Data listing>
--- START ---

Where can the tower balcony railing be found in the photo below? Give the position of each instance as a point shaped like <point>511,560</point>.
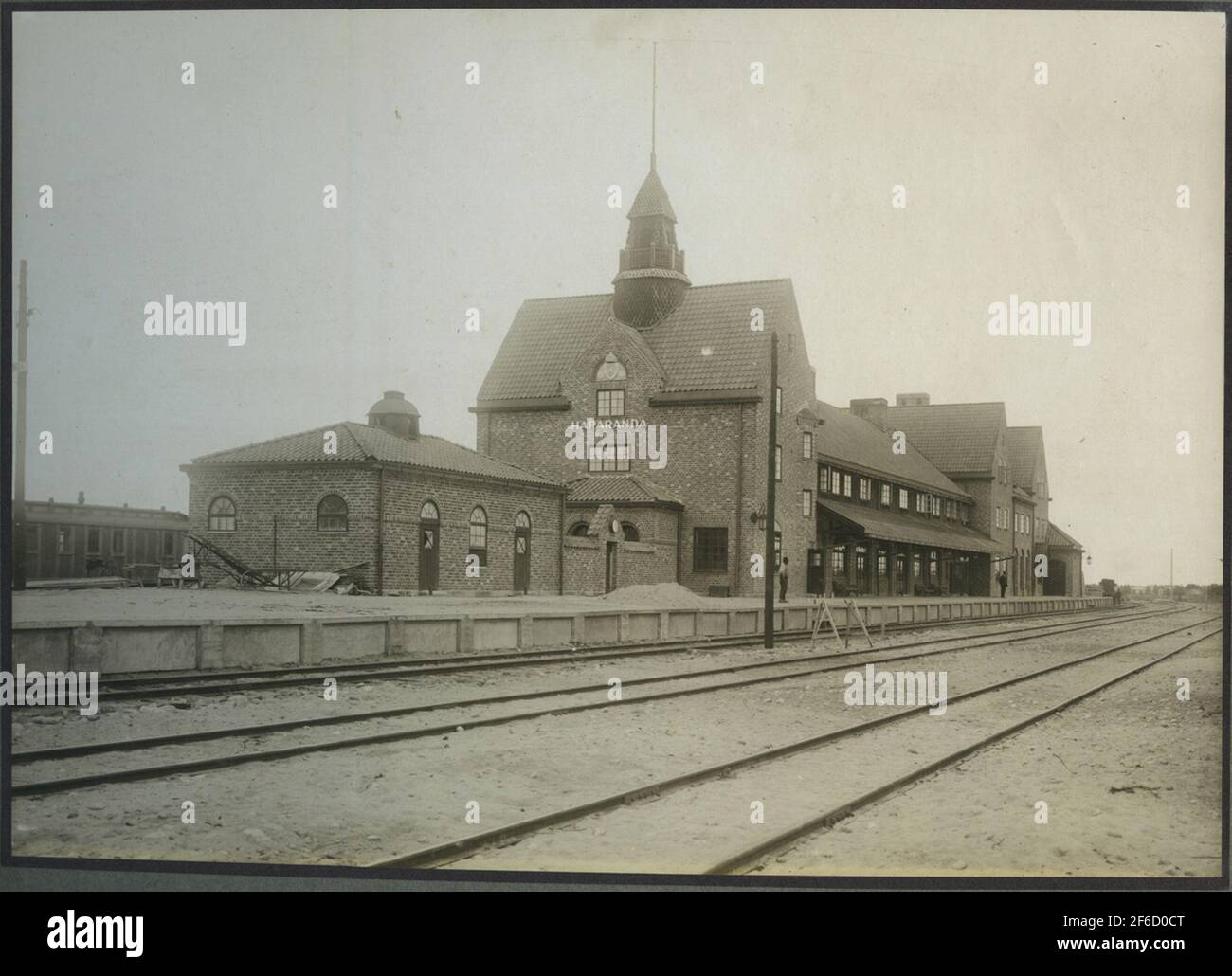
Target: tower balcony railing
<point>637,259</point>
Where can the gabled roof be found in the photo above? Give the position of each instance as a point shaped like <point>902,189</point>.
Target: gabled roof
<point>549,334</point>
<point>364,443</point>
<point>1056,538</point>
<point>1025,446</point>
<point>620,488</point>
<point>959,438</point>
<point>652,200</point>
<point>845,438</point>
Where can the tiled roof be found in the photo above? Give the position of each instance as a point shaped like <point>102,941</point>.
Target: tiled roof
<point>955,437</point>
<point>617,488</point>
<point>894,526</point>
<point>549,334</point>
<point>652,200</point>
<point>1056,538</point>
<point>364,443</point>
<point>850,439</point>
<point>1024,445</point>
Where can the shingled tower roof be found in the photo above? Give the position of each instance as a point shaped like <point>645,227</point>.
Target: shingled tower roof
<point>652,199</point>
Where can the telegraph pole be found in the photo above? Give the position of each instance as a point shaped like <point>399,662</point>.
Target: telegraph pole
<point>19,487</point>
<point>770,488</point>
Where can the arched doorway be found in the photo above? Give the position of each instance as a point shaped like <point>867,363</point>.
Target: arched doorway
<point>521,552</point>
<point>429,546</point>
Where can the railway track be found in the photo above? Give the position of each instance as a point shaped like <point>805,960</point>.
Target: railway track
<point>229,681</point>
<point>596,699</point>
<point>752,854</point>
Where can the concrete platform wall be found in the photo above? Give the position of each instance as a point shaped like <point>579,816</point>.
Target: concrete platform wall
<point>169,646</point>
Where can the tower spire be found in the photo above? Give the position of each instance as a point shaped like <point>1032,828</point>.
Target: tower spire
<point>654,95</point>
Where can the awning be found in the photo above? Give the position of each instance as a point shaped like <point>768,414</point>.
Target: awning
<point>892,526</point>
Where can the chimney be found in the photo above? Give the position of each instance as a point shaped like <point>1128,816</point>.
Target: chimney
<point>871,409</point>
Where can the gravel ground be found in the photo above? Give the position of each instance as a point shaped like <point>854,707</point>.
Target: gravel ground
<point>131,718</point>
<point>1132,778</point>
<point>361,804</point>
<point>153,604</point>
<point>691,829</point>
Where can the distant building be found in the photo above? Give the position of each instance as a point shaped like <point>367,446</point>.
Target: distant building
<point>69,541</point>
<point>851,514</point>
<point>1064,565</point>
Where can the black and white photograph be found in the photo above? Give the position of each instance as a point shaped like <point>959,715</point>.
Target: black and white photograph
<point>740,446</point>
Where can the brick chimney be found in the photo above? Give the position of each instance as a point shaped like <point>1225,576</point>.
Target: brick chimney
<point>871,409</point>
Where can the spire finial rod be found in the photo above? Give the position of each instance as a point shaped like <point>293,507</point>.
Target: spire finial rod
<point>654,94</point>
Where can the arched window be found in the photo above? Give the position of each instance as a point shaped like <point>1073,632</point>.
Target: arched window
<point>480,533</point>
<point>332,514</point>
<point>222,515</point>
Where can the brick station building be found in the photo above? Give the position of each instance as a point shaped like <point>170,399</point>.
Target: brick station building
<point>408,505</point>
<point>855,514</point>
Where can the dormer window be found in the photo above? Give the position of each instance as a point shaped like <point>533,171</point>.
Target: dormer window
<point>610,403</point>
<point>611,371</point>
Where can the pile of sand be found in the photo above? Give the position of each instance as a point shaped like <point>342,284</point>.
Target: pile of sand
<point>666,595</point>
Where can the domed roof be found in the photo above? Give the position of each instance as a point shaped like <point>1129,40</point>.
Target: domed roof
<point>393,402</point>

--- END ---

Work required> An exact copy of the records is required. Pictures do not belong in it.

Answer for this exercise>
Where can the tower balcony railing be found in the photo below? Give the position of each instance as a point shaped like <point>511,560</point>.
Target: tower balcony railing
<point>637,259</point>
Where can the gabled roof be found in the photo above? Give the position of each instance as a point shaped like <point>902,189</point>.
Target: gabled roof
<point>549,334</point>
<point>364,443</point>
<point>1056,538</point>
<point>1025,446</point>
<point>620,488</point>
<point>959,438</point>
<point>652,200</point>
<point>845,438</point>
Where can the tiled roof be found in the photo above? Give the position of each instance as a point shaped like <point>102,941</point>.
Target: tiled roof
<point>955,437</point>
<point>617,488</point>
<point>894,526</point>
<point>549,334</point>
<point>652,200</point>
<point>1056,538</point>
<point>364,443</point>
<point>850,439</point>
<point>1024,445</point>
Where can the shingled tower roof be found in the photo above? Give the position of each instance as a point shaped like <point>645,227</point>.
Target: shingled tower roof
<point>652,199</point>
Where can the telegraph pole be found in the photo above? Give the position of each instance as a point shaped like <point>399,662</point>.
Target: telegraph pole
<point>19,487</point>
<point>770,488</point>
Where can the arched doorway be found in the photo above? Give the position of each instance as a point shaped like <point>867,363</point>.
Target: arched doorway
<point>521,552</point>
<point>429,546</point>
Where can the railway track be found in the photo above? Give the position of each instance as a point shaped like <point>805,960</point>.
Target: railway track
<point>229,681</point>
<point>596,699</point>
<point>752,854</point>
Where can the concrete platform wall be found in the photo above? Give the position of each instance as a point shaped like <point>579,816</point>.
Target: concrete platform wall
<point>169,646</point>
Where can the tower spire be found in the photo above? Give the position of each instance as a point shaped like <point>1032,828</point>.
Target: tower spire
<point>654,95</point>
Where can the awning be found in the photo above? Give the position of each instance as a point shaped like <point>768,414</point>.
Target: awning
<point>892,526</point>
Where can the chimney be found in the photo above? Give the position of each instance as a point shaped like <point>1128,816</point>.
Target: chimney
<point>871,409</point>
Where can the gravel ground be found in the photo above? Give the position of each instance as a point shaped like <point>854,707</point>.
Target: gravel ground
<point>131,718</point>
<point>1132,778</point>
<point>361,804</point>
<point>153,604</point>
<point>691,829</point>
Where can the distant building be found in the photo above? Give the position of each instance as a point shaped like <point>367,446</point>.
Target: distant building
<point>69,541</point>
<point>851,514</point>
<point>1064,565</point>
Where can the black and white photograph be found in the photo above? Give the position of each instance as a point shaped like <point>959,715</point>.
Target: black and white photograph
<point>740,446</point>
Where can the brick chimney be found in the photo above? Give the position of each instance as a point shaped like <point>1225,576</point>.
Target: brick chimney
<point>871,409</point>
Where can the spire finial rod be found in the photo above? Give the position of each instance as a point shaped like <point>293,507</point>.
Target: spire finial rod
<point>654,94</point>
Where can the arched window be found in the photo above? Give the position of each instance as a point shaped like <point>1073,632</point>.
Target: arched window
<point>480,533</point>
<point>332,514</point>
<point>222,515</point>
Where can the brick station building be found in the photo above? Give the position of each instance as a point shaped like <point>170,399</point>.
Target: brick station building
<point>408,505</point>
<point>855,514</point>
Where can the dormer window be found in the photo above? Give the position of each instance as a point shaped like <point>533,171</point>.
Target: dormer window
<point>610,403</point>
<point>611,371</point>
Where can the pile of sand be found in the photo above? Give the position of each instance as a point shaped like <point>342,284</point>.
Target: pile of sand
<point>666,595</point>
Where can the domed roof be found in the photo above? Give the position of each instance as a point shaped like <point>1129,40</point>.
Target: domed roof
<point>393,402</point>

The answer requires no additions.